Assigned task: Reproduce all the entries exactly.

The records:

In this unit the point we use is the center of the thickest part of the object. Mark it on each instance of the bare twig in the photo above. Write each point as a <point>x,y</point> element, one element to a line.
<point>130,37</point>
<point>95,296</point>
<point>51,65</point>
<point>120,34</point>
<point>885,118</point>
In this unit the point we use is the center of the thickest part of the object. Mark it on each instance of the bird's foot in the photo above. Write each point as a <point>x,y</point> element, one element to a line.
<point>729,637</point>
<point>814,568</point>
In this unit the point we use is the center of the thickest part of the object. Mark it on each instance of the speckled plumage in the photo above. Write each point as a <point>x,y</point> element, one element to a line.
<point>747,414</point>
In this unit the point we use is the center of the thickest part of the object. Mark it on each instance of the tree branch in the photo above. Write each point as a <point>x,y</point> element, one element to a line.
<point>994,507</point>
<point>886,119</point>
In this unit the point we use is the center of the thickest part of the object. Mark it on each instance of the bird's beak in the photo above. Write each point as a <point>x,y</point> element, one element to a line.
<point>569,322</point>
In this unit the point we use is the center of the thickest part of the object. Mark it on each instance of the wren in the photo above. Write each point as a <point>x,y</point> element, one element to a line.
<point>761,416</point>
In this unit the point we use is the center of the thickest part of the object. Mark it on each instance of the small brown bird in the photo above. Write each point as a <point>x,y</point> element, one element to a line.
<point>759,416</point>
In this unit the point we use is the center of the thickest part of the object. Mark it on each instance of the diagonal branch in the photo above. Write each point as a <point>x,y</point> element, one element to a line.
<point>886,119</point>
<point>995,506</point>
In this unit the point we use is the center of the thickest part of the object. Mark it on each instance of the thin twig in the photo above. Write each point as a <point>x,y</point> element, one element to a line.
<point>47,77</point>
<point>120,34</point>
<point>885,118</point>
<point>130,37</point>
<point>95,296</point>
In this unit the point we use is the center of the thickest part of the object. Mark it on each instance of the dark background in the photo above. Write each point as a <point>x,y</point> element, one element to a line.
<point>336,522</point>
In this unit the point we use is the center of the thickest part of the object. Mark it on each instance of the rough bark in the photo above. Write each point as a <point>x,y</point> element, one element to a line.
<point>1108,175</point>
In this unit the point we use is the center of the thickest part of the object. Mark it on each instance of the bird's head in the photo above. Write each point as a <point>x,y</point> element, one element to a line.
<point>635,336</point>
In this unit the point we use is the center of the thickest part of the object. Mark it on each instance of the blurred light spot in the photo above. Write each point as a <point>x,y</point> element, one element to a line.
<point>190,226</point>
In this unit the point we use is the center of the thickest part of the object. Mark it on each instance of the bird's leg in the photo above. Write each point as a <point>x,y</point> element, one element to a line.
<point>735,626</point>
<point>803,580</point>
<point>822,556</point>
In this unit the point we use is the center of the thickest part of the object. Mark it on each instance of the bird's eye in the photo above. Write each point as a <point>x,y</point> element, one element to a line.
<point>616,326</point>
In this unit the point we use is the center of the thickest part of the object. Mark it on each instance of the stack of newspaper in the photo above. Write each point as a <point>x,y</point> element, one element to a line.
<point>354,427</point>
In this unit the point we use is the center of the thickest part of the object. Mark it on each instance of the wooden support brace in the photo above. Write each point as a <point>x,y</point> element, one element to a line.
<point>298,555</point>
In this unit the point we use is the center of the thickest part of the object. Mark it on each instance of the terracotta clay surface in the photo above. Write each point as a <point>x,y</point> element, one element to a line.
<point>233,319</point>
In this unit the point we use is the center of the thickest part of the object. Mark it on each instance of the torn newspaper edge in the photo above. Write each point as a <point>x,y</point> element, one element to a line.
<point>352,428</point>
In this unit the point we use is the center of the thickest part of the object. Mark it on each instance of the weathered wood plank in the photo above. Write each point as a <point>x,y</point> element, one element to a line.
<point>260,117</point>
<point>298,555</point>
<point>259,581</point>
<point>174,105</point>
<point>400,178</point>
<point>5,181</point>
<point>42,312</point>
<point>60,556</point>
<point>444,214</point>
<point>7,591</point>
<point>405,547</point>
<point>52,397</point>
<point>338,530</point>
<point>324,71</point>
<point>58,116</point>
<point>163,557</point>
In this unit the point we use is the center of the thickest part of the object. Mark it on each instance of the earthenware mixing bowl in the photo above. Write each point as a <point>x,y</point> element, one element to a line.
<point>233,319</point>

Written response:
In this unit the point we use is the center of the thickest part of the object. Mark it on each instance of the bare twig in the photo above. Write each point as a <point>x,y</point> element, one element to a line.
<point>130,37</point>
<point>95,296</point>
<point>51,65</point>
<point>120,34</point>
<point>885,118</point>
In this unit the point we use is the center of the thickest part of the object. Mark it on each instance of the bird's foot in the photo above. Write each point as a <point>x,y</point> element, one element to a line.
<point>729,637</point>
<point>814,568</point>
In this unit the point we use is the center of the thickest part of the object. Mark it on each instance of the speckled plumage in the photo above. Write each point as a <point>x,y</point> element, one element to a line.
<point>747,414</point>
In this unit the point we use is the center of the thickest part of the object. Mark it on each instance of the tree branch in the photo above. Write each point as a <point>x,y</point> element, one element to a line.
<point>994,507</point>
<point>886,119</point>
In this unit the point we use is the center of the thickest part of the object. Mark it on each instance of the bird's beak in the photo above. Write each point as a <point>x,y</point> element, one element to a line.
<point>569,322</point>
In this unit the point we use is the center of the thickest part of the object. Mark it on each instance of the wren in the photo above. Write each point as a <point>x,y</point> element, one element to a line.
<point>761,416</point>
In this unit the point we use is the center of the thickest part of the object. Mark it on each instance of the small brown bird in the photo above. Write each point as a <point>x,y</point> element, one element to a line.
<point>759,416</point>
In this unit the point we use is the center of the thickest part of the object. Mark it on each instance of the diagonal branch in the photo above. Write each point as a <point>x,y</point> element, one element to a line.
<point>886,119</point>
<point>995,506</point>
In this unit the point we use is the center of the thickest part of the object. Mark it on each instance of the thin twig in the photo above. Write each point as a <point>x,y</point> element, one element to a line.
<point>47,77</point>
<point>120,34</point>
<point>885,118</point>
<point>130,37</point>
<point>95,296</point>
In this unit the point we use is the center of the thickest part of the object. Mark it on each instance of the dark background in the photo above. Write each point as a <point>x,y</point> element, one element to a line.
<point>336,522</point>
In this unit the point we use is the center of the thickest part of the object. Mark it on each instance of the rough bark in the photo above. Write each point as a <point>x,y</point> element, one element to a line.
<point>1108,175</point>
In this unit the point we use is the center of the thickest part of the object. Mark it on each instance of the bird's head in the photo above. Write each point as a <point>x,y</point> element, one element to a line.
<point>635,336</point>
In this unit the point we use is the center of the thickest part of the object. Mark it on each instance of the blurred light spot in the photo above. Write each point as a <point>x,y</point> element, one element to a line.
<point>190,226</point>
In this unit the point we use is the center of the thickest part of the object. Mark it on each instance of the bird's leg in the photo above. Write each point as a <point>x,y</point> element, one element to a line.
<point>735,626</point>
<point>803,580</point>
<point>822,556</point>
In this unit the point we use is the center of the thickest part of the object. Mark it on each instance of the bird's eye in the photo above. Write each point as a <point>x,y</point> element, one element to a line.
<point>616,326</point>
In this unit the point we use is the center of the thickest part of the object. Mark it on each instance of the stack of newspaper in the photo above. Write each point as a <point>x,y</point> element, one element to a line.
<point>354,427</point>
In this unit the point we use is the center of the thickest part of the object. Mark it on each instance of the wooden support brace in the photo above. Write each point as a <point>x,y</point> element, one element to a line.
<point>298,555</point>
In this unit the point we use is the center of the thickest part of the object. Mark it on each instance of the terracotta clay surface in the photo above. Write each point as a <point>x,y</point> element, one element to a line.
<point>233,319</point>
In this unit the point we use is the center of the thickest part of the object. Mark it on each instance of the torn newspaper edge in the photo above. Write each point as a <point>x,y</point> element, one element to a line.
<point>352,428</point>
In this unit the point we use is the center of the thickest part of the object. Mark it on each instance of the weathered wood plank in the photo above. Write each point as a <point>x,y</point> element, one element to a line.
<point>260,117</point>
<point>298,555</point>
<point>259,581</point>
<point>174,105</point>
<point>400,178</point>
<point>5,181</point>
<point>42,312</point>
<point>60,556</point>
<point>444,214</point>
<point>7,591</point>
<point>405,547</point>
<point>52,397</point>
<point>338,530</point>
<point>324,71</point>
<point>58,116</point>
<point>163,557</point>
In this unit the point we use is the center of the thickest part of the object. Mark it on each instance of the earthenware mixing bowl in the photo above. Write each point as a <point>x,y</point> element, one element to a line.
<point>233,319</point>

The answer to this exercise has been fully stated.